begin PASSAGE TO READ
FDR believed there was more to be done. In his January 1944 State of the Union speech, he proposed an “economic bill of rights” that would expand the rights of citizenship beyond traditional civil liberties such as free speech to encompass a right to necessities such as employment at a living wage, health care, housing, and education. “Individual freedom cannot exist without economic security and independence,” FDR asserted. His so-called G.I. Bill of Rights partially fulfilled this vision. Passed in June 1944, its tuition grants and subsidized loans gave millions of returning World War II veterans the chance to go to college and buy a home, farm, or business. Thanks in part to the G.I. Bill, a burgeoning American middle class would live as free people in the broader sense FDR had defined.
10. Frances Perkins: Advocate for Working People, at FDR’s Right Hand
From a young age and for many years, Frances Perkins devoted her life to securing basic protections for all Americans who work a job: Social Security, unemployment insurance, the minimum wage, and limits on work hours, to name a few prominent examples. Franklin D. Roosevelt put her in the position to get that job done, first as newly minted New York governor by hiring her to head the state labor department, then by appointing her U.S. secretary of labor when he entered the White House in 1933.
Perkins was the first woman in American history to hold a cabinet-level appointment; she became the country’s longest-serving secretary of labor. FDR supported his outspoken and at times controversial labor chief through a number of storms, including a 1939 attempt by the House Un-American Activities Committee to impeach her. FDR believed in Perkins and shared her goals for America. Perkins in turn said she went to Washington, DC, “to work for God, FDR, and the millions of forgotten, plain common working men.”
end PASSAGE TO READ
begin PROVIDED DATA
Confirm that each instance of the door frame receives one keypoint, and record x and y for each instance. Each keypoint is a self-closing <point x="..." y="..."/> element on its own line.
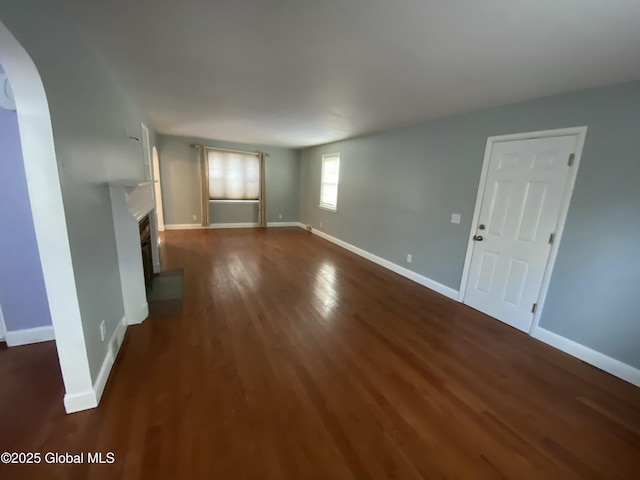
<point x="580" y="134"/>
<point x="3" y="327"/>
end PROVIDED DATA
begin PROVIDED DATA
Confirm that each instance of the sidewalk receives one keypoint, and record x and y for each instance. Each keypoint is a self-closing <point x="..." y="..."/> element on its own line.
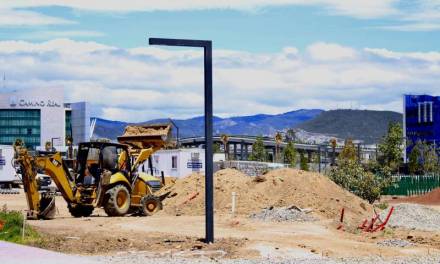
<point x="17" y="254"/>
end PROVIDED DATA
WHAT TO WORK ON:
1. List the basic protections for working Americans that the passage on FDR and Frances Perkins says Perkins devoted her life to securing.
2. Write the next part of the passage on FDR and Frances Perkins, picking up after its final sentence.
The rows are not needed for any of this work.

RESULTS IN ORDER:
1. Social Security, unemployment insurance, the minimum wage, and limits on work hours.

2.
11. Harry Hopkins: Franklin D. Roosevelt’s Closest Adviser
Harry Hopkins was a rumpled, no-nonsense social worker trained in hardscrabble working-class neighborhoods of New York City. In the opening years of the Great Depression, he ran Governor Franklin D. Roosevelt’s model relief program for the jobless of New York State, and in 1933, he followed FDR to the White House to administer the New Deal’s federal relief programs.
Hopkins, like FDR, believed that “the dole,” especially when dispensed in the shaming atmosphere that often prevailed in programs for the poor, gave the American worker bread at the expense of his or her dignity. Hopkins’s answer—to create government-sponsored jobs performing work of lasting value—found its fullest expression in the very centerpiece of the New Deal, the Works Progress Administration (WPA).
Alone among New Dealers, Hopkins also played a key part in helping FDR meet the challenge of World War II. He was the president’s emissary and closest adviser on wartime diplomacy. Underlying all these roles was Hopkins’s intense personal devotion to the president. FDR trusted him like no one else. The two became like family to each other.
12. Franklin D. Roosevelt, New Yorker: The New Deal in the Empire State
While preparing to run for an unprecedented fourth term in 1944, Franklin D. Roosevelt confessed that what he really wanted was to return to private life and the place of his birth, Hyde Park, New York. “All that is within me cries out to go back to my home on the Hudson River,” he wrote with an uncharacteristic note of personal longing. He would be buried there before the year was out.
New York State was deeply marked by FDR’s life, not only because it was his home—he lived by turns in Hyde Park, New York City, and Albany—but also because it was the place where, as governor, he tested what would become his New Deal for America and found a cadre of brainy, idealistic public servants who would help him implement it in the nation’s capital.
Birthed in Depression-era New York, the New Deal in turn stimulated a great renewal in the state and especially in New York City, the recipient of fully one in seven dollars spent by the massive Works Progress Administration. America’s most populous city is today a showcase for the New Deal’s legacy, from the massive Robert F. Kennedy Bridge to LaGuardia Airport, from the thirteen-panel mural exalting American workers at the Bronx central post office to the nation’s first federally financed public housing project, First Houses, on Manhattan’s Lower East Side.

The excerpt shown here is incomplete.